§ Exercise description
Copy the items word for word, starting at the line that holds "target | plaid shirt" and continuing through the last line of the items, with both ends included.

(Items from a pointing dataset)
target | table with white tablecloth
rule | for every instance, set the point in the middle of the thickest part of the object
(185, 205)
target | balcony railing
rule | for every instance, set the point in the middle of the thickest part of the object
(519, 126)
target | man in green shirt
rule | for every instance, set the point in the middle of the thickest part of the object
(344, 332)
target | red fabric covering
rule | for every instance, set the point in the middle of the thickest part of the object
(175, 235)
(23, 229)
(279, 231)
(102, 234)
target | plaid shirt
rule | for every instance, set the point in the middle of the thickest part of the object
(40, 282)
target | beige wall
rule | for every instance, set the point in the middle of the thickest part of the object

§ The output
target | plaid shirt
rule | for every instance, set the point in the middle of the thickest part of the object
(40, 282)
target | beige wall
rule | for every instance, set the point in the middle of the thickest part of the object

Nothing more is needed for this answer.